* _What is being asked_: Please set out every line of the listing below as a numbered list, skipping blank lines. Leave the pictures out of your answer.

* _Supplied data_:
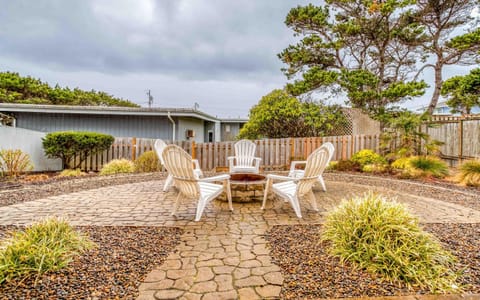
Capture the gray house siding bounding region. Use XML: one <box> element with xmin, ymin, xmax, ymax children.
<box><xmin>15</xmin><ymin>112</ymin><xmax>178</xmax><ymax>140</ymax></box>
<box><xmin>221</xmin><ymin>123</ymin><xmax>244</xmax><ymax>141</ymax></box>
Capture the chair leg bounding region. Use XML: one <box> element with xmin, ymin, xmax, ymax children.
<box><xmin>163</xmin><ymin>174</ymin><xmax>173</xmax><ymax>192</ymax></box>
<box><xmin>223</xmin><ymin>180</ymin><xmax>233</xmax><ymax>211</ymax></box>
<box><xmin>308</xmin><ymin>191</ymin><xmax>318</xmax><ymax>211</ymax></box>
<box><xmin>171</xmin><ymin>193</ymin><xmax>182</xmax><ymax>216</ymax></box>
<box><xmin>318</xmin><ymin>175</ymin><xmax>327</xmax><ymax>192</ymax></box>
<box><xmin>195</xmin><ymin>197</ymin><xmax>207</xmax><ymax>222</ymax></box>
<box><xmin>261</xmin><ymin>179</ymin><xmax>272</xmax><ymax>210</ymax></box>
<box><xmin>289</xmin><ymin>196</ymin><xmax>302</xmax><ymax>219</ymax></box>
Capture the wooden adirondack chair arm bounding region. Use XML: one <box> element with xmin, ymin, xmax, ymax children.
<box><xmin>198</xmin><ymin>174</ymin><xmax>230</xmax><ymax>182</ymax></box>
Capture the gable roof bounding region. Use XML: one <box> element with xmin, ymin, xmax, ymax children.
<box><xmin>0</xmin><ymin>103</ymin><xmax>220</xmax><ymax>122</ymax></box>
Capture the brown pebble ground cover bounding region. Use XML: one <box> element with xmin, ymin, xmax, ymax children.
<box><xmin>265</xmin><ymin>224</ymin><xmax>480</xmax><ymax>299</ymax></box>
<box><xmin>0</xmin><ymin>226</ymin><xmax>181</xmax><ymax>300</ymax></box>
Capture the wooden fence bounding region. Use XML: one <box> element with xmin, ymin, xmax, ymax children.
<box><xmin>422</xmin><ymin>116</ymin><xmax>480</xmax><ymax>165</ymax></box>
<box><xmin>77</xmin><ymin>135</ymin><xmax>380</xmax><ymax>171</ymax></box>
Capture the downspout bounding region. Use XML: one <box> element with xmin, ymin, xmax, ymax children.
<box><xmin>167</xmin><ymin>112</ymin><xmax>175</xmax><ymax>142</ymax></box>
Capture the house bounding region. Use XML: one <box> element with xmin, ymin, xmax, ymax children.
<box><xmin>0</xmin><ymin>103</ymin><xmax>247</xmax><ymax>143</ymax></box>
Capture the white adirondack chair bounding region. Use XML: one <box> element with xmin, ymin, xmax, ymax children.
<box><xmin>227</xmin><ymin>140</ymin><xmax>262</xmax><ymax>173</ymax></box>
<box><xmin>162</xmin><ymin>145</ymin><xmax>233</xmax><ymax>221</ymax></box>
<box><xmin>153</xmin><ymin>139</ymin><xmax>203</xmax><ymax>192</ymax></box>
<box><xmin>288</xmin><ymin>142</ymin><xmax>335</xmax><ymax>192</ymax></box>
<box><xmin>262</xmin><ymin>145</ymin><xmax>331</xmax><ymax>218</ymax></box>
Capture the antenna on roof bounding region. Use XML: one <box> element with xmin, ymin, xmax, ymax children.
<box><xmin>147</xmin><ymin>90</ymin><xmax>153</xmax><ymax>108</ymax></box>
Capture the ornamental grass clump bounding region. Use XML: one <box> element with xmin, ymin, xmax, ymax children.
<box><xmin>0</xmin><ymin>218</ymin><xmax>94</xmax><ymax>284</ymax></box>
<box><xmin>455</xmin><ymin>159</ymin><xmax>480</xmax><ymax>187</ymax></box>
<box><xmin>322</xmin><ymin>193</ymin><xmax>460</xmax><ymax>293</ymax></box>
<box><xmin>100</xmin><ymin>159</ymin><xmax>135</xmax><ymax>175</ymax></box>
<box><xmin>408</xmin><ymin>156</ymin><xmax>448</xmax><ymax>178</ymax></box>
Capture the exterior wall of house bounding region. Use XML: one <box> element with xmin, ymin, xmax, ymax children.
<box><xmin>177</xmin><ymin>118</ymin><xmax>205</xmax><ymax>143</ymax></box>
<box><xmin>0</xmin><ymin>125</ymin><xmax>62</xmax><ymax>171</ymax></box>
<box><xmin>221</xmin><ymin>122</ymin><xmax>245</xmax><ymax>141</ymax></box>
<box><xmin>15</xmin><ymin>112</ymin><xmax>174</xmax><ymax>140</ymax></box>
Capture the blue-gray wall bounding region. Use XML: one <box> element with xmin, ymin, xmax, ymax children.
<box><xmin>15</xmin><ymin>112</ymin><xmax>179</xmax><ymax>140</ymax></box>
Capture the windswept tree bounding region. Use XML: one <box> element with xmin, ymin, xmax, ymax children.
<box><xmin>406</xmin><ymin>0</ymin><xmax>480</xmax><ymax>114</ymax></box>
<box><xmin>442</xmin><ymin>69</ymin><xmax>480</xmax><ymax>115</ymax></box>
<box><xmin>279</xmin><ymin>0</ymin><xmax>427</xmax><ymax>115</ymax></box>
<box><xmin>238</xmin><ymin>90</ymin><xmax>346</xmax><ymax>139</ymax></box>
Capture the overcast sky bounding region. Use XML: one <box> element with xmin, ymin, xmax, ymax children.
<box><xmin>0</xmin><ymin>0</ymin><xmax>478</xmax><ymax>118</ymax></box>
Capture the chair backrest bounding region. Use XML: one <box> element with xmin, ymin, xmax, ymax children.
<box><xmin>153</xmin><ymin>139</ymin><xmax>168</xmax><ymax>165</ymax></box>
<box><xmin>297</xmin><ymin>142</ymin><xmax>335</xmax><ymax>196</ymax></box>
<box><xmin>235</xmin><ymin>140</ymin><xmax>257</xmax><ymax>166</ymax></box>
<box><xmin>162</xmin><ymin>145</ymin><xmax>200</xmax><ymax>198</ymax></box>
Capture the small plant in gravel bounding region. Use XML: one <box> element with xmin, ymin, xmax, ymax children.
<box><xmin>322</xmin><ymin>193</ymin><xmax>460</xmax><ymax>292</ymax></box>
<box><xmin>455</xmin><ymin>159</ymin><xmax>480</xmax><ymax>187</ymax></box>
<box><xmin>0</xmin><ymin>218</ymin><xmax>94</xmax><ymax>284</ymax></box>
<box><xmin>100</xmin><ymin>159</ymin><xmax>135</xmax><ymax>175</ymax></box>
<box><xmin>0</xmin><ymin>149</ymin><xmax>33</xmax><ymax>177</ymax></box>
<box><xmin>408</xmin><ymin>156</ymin><xmax>448</xmax><ymax>178</ymax></box>
<box><xmin>351</xmin><ymin>149</ymin><xmax>387</xmax><ymax>168</ymax></box>
<box><xmin>135</xmin><ymin>151</ymin><xmax>162</xmax><ymax>172</ymax></box>
<box><xmin>57</xmin><ymin>169</ymin><xmax>87</xmax><ymax>177</ymax></box>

* _Completed task_:
1. Capture the gray house siding bounding region. Use XML: one <box> element with xmin, ymin, xmax, ymax children.
2. <box><xmin>15</xmin><ymin>112</ymin><xmax>178</xmax><ymax>140</ymax></box>
3. <box><xmin>221</xmin><ymin>123</ymin><xmax>244</xmax><ymax>141</ymax></box>
4. Capture the chair leg bounding region. Use XML: one <box> element with xmin, ymin, xmax, ymax children.
5. <box><xmin>163</xmin><ymin>174</ymin><xmax>173</xmax><ymax>192</ymax></box>
6. <box><xmin>223</xmin><ymin>180</ymin><xmax>233</xmax><ymax>211</ymax></box>
7. <box><xmin>308</xmin><ymin>191</ymin><xmax>318</xmax><ymax>211</ymax></box>
8. <box><xmin>171</xmin><ymin>193</ymin><xmax>182</xmax><ymax>216</ymax></box>
9. <box><xmin>318</xmin><ymin>175</ymin><xmax>327</xmax><ymax>192</ymax></box>
10. <box><xmin>195</xmin><ymin>197</ymin><xmax>207</xmax><ymax>222</ymax></box>
11. <box><xmin>261</xmin><ymin>179</ymin><xmax>272</xmax><ymax>210</ymax></box>
12. <box><xmin>289</xmin><ymin>196</ymin><xmax>302</xmax><ymax>219</ymax></box>
13. Capture the wooden adirondack chair arm bounding region. Use XML: one <box> element with xmin, ymin, xmax, ymax children.
14. <box><xmin>198</xmin><ymin>174</ymin><xmax>230</xmax><ymax>182</ymax></box>
15. Capture the gable roof bounding region. Use XML: one <box> element with xmin, ymin, xmax, ymax children.
16. <box><xmin>0</xmin><ymin>103</ymin><xmax>220</xmax><ymax>122</ymax></box>
17. Capture the brown pebble ground cover bounding region. Use XML: one <box> element with xmin, ymin, xmax, ymax children.
18. <box><xmin>265</xmin><ymin>224</ymin><xmax>480</xmax><ymax>299</ymax></box>
19. <box><xmin>0</xmin><ymin>226</ymin><xmax>181</xmax><ymax>300</ymax></box>
20. Capture the wooden fence bounding region. Use XML: one <box> element with xmin, ymin, xmax, ymax children.
21. <box><xmin>422</xmin><ymin>116</ymin><xmax>480</xmax><ymax>165</ymax></box>
22. <box><xmin>77</xmin><ymin>135</ymin><xmax>380</xmax><ymax>171</ymax></box>
23. Capture the downspout bounding region. Use XML: one <box> element with xmin, ymin, xmax, ymax children.
24. <box><xmin>167</xmin><ymin>112</ymin><xmax>175</xmax><ymax>142</ymax></box>
25. Capture the house bounding region. Use XML: one <box> element with xmin, ymin, xmax, ymax children.
26. <box><xmin>0</xmin><ymin>103</ymin><xmax>247</xmax><ymax>143</ymax></box>
27. Capture the white adirondack chair bounding region. Use XML: one <box> element with xmin, ymin, xmax, ymax children.
28. <box><xmin>227</xmin><ymin>140</ymin><xmax>262</xmax><ymax>173</ymax></box>
29. <box><xmin>162</xmin><ymin>145</ymin><xmax>233</xmax><ymax>221</ymax></box>
30. <box><xmin>153</xmin><ymin>139</ymin><xmax>203</xmax><ymax>192</ymax></box>
31. <box><xmin>288</xmin><ymin>142</ymin><xmax>335</xmax><ymax>192</ymax></box>
32. <box><xmin>262</xmin><ymin>145</ymin><xmax>331</xmax><ymax>218</ymax></box>
33. Capture the antenna on roof bounding region. Use XML: one <box> element with xmin, ymin, xmax, ymax children.
34. <box><xmin>147</xmin><ymin>90</ymin><xmax>153</xmax><ymax>108</ymax></box>
35. Capture the ornamental grass clump bounding region. Use XML: one <box> element with xmin, ymin, xmax, ymax children.
36. <box><xmin>0</xmin><ymin>218</ymin><xmax>94</xmax><ymax>284</ymax></box>
37. <box><xmin>455</xmin><ymin>159</ymin><xmax>480</xmax><ymax>187</ymax></box>
38. <box><xmin>322</xmin><ymin>193</ymin><xmax>460</xmax><ymax>293</ymax></box>
39. <box><xmin>100</xmin><ymin>159</ymin><xmax>135</xmax><ymax>175</ymax></box>
40. <box><xmin>408</xmin><ymin>156</ymin><xmax>448</xmax><ymax>178</ymax></box>
41. Capture the exterior wall of house bounding region. Use XML: one <box> element with xmin, ymin, xmax, ymax children.
42. <box><xmin>177</xmin><ymin>118</ymin><xmax>205</xmax><ymax>143</ymax></box>
43. <box><xmin>0</xmin><ymin>125</ymin><xmax>62</xmax><ymax>171</ymax></box>
44. <box><xmin>221</xmin><ymin>122</ymin><xmax>245</xmax><ymax>141</ymax></box>
45. <box><xmin>15</xmin><ymin>112</ymin><xmax>174</xmax><ymax>140</ymax></box>
46. Capture the blue-gray wall bounding region. Use XML: one <box> element with xmin, ymin, xmax, ymax children.
47. <box><xmin>15</xmin><ymin>112</ymin><xmax>179</xmax><ymax>140</ymax></box>
48. Capture the windswept tree bounding region. Use XML: one <box> element with xmin, ymin, xmax, ymax children.
49. <box><xmin>406</xmin><ymin>0</ymin><xmax>480</xmax><ymax>114</ymax></box>
50. <box><xmin>442</xmin><ymin>69</ymin><xmax>480</xmax><ymax>115</ymax></box>
51. <box><xmin>279</xmin><ymin>0</ymin><xmax>427</xmax><ymax>115</ymax></box>
52. <box><xmin>238</xmin><ymin>90</ymin><xmax>346</xmax><ymax>139</ymax></box>
53. Capture the overcast sky bounding region. Use XML: one <box> element with xmin, ymin, xmax, ymax children.
54. <box><xmin>0</xmin><ymin>0</ymin><xmax>478</xmax><ymax>118</ymax></box>
55. Capture the chair backrest bounding region. Use XML: one <box> element with xmin, ymin, xmax, ymax children.
56. <box><xmin>153</xmin><ymin>139</ymin><xmax>168</xmax><ymax>165</ymax></box>
57. <box><xmin>297</xmin><ymin>142</ymin><xmax>335</xmax><ymax>196</ymax></box>
58. <box><xmin>235</xmin><ymin>140</ymin><xmax>257</xmax><ymax>166</ymax></box>
59. <box><xmin>162</xmin><ymin>145</ymin><xmax>200</xmax><ymax>198</ymax></box>
60. Capture the small plant in gravel bounding region. Use XML: one <box> element with xmin, ymin, xmax, ymax children.
61. <box><xmin>322</xmin><ymin>193</ymin><xmax>460</xmax><ymax>292</ymax></box>
62. <box><xmin>455</xmin><ymin>159</ymin><xmax>480</xmax><ymax>187</ymax></box>
63. <box><xmin>0</xmin><ymin>218</ymin><xmax>94</xmax><ymax>284</ymax></box>
64. <box><xmin>100</xmin><ymin>159</ymin><xmax>135</xmax><ymax>175</ymax></box>
65. <box><xmin>0</xmin><ymin>149</ymin><xmax>33</xmax><ymax>177</ymax></box>
66. <box><xmin>408</xmin><ymin>156</ymin><xmax>448</xmax><ymax>178</ymax></box>
67. <box><xmin>351</xmin><ymin>149</ymin><xmax>387</xmax><ymax>168</ymax></box>
68. <box><xmin>135</xmin><ymin>151</ymin><xmax>162</xmax><ymax>172</ymax></box>
69. <box><xmin>57</xmin><ymin>169</ymin><xmax>87</xmax><ymax>177</ymax></box>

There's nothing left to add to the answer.